Exercice => Recopiez sans rien changer les lignes des enregistrements ci-dessous, de la ligne qui contient « class is twig. » jusqu'à celle qui contient « [0,0,733,809] », ces deux lignes comprises.

-------

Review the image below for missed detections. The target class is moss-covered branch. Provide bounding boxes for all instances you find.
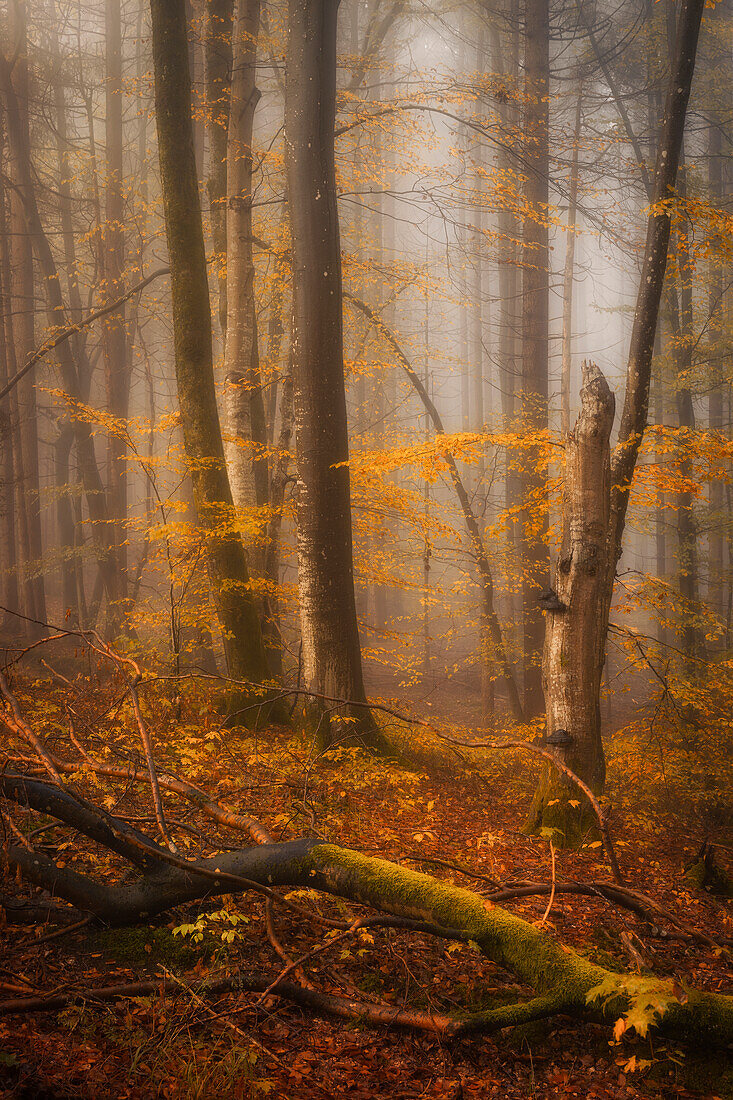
[4,782,733,1045]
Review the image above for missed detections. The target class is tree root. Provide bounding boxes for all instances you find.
[0,773,733,1045]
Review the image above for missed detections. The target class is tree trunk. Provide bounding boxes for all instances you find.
[151,0,275,717]
[674,162,704,671]
[225,0,267,519]
[527,0,705,844]
[285,0,380,747]
[0,56,120,633]
[527,363,615,847]
[8,0,46,634]
[0,169,21,644]
[560,83,583,433]
[708,118,727,619]
[522,0,549,717]
[206,0,233,337]
[102,0,130,600]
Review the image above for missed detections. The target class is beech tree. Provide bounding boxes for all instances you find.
[527,0,704,846]
[151,0,274,715]
[280,0,380,745]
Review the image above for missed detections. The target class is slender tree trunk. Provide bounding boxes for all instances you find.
[0,170,21,641]
[205,0,233,336]
[0,56,120,629]
[527,0,705,845]
[285,0,380,746]
[151,0,277,718]
[522,0,549,717]
[708,118,726,617]
[560,83,583,435]
[674,168,704,669]
[8,0,46,634]
[102,0,130,600]
[527,363,615,847]
[51,27,86,626]
[225,0,267,514]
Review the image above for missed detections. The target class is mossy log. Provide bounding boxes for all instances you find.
[5,774,733,1045]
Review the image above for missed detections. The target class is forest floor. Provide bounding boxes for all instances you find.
[0,673,733,1100]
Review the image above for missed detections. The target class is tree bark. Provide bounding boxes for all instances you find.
[522,0,549,717]
[285,0,380,747]
[527,363,615,847]
[560,83,583,433]
[527,0,704,844]
[205,0,233,338]
[5,772,733,1047]
[225,0,267,514]
[0,55,120,622]
[102,0,130,600]
[151,0,277,717]
[8,0,46,634]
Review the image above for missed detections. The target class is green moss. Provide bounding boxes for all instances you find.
[95,927,210,969]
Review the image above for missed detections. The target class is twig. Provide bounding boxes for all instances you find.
[437,734,625,886]
[535,838,555,928]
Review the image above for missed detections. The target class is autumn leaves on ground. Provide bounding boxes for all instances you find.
[0,656,733,1098]
[0,0,733,1100]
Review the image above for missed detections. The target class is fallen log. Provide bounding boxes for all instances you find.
[0,774,733,1046]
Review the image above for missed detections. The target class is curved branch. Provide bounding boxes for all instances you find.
[343,290,524,722]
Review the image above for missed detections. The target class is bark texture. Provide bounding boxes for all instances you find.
[151,0,274,715]
[522,0,549,717]
[225,0,267,517]
[527,0,704,844]
[280,0,379,745]
[5,772,733,1045]
[528,363,615,845]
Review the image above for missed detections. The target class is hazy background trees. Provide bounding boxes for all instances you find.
[0,0,733,809]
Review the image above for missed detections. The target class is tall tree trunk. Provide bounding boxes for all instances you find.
[103,0,130,600]
[527,0,705,845]
[522,0,549,717]
[0,55,120,633]
[560,83,583,435]
[285,0,380,746]
[0,168,22,642]
[674,161,704,669]
[50,27,86,626]
[225,0,267,514]
[205,0,233,336]
[528,363,615,847]
[708,118,726,618]
[8,0,46,634]
[151,0,277,718]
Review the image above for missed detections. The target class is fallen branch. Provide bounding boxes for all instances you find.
[437,734,625,886]
[0,776,733,1045]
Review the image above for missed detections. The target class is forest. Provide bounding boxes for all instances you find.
[0,0,733,1100]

-------

Réponse complète =>
Review the image above for missed detections. The target class is twig. Provide bounding boxes for all instances you find.
[437,734,625,886]
[535,838,555,928]
Review the image above for missed detections. The target class is autumn leaves on ground. Provide bounding boxes for all instances you find.
[0,656,733,1098]
[0,0,733,1100]
Review the image above for missed detections. The target class is fallen log. Provide bounding boxes for all instances you find.
[0,774,733,1046]
Review the image above for missed detections. The target class is curved branch. Provide bounding boxes for all instances you find.
[343,290,524,722]
Review the image above for missed detections. The target class is bark texture. Provide bounding boxes for all instances you find.
[151,0,274,715]
[522,0,549,717]
[225,0,267,517]
[527,0,704,844]
[280,0,379,745]
[5,772,733,1045]
[528,363,615,845]
Review the image above for missed detections. The target class is hazy background trees. Provide bounding boxes for all instances you find.
[0,0,733,809]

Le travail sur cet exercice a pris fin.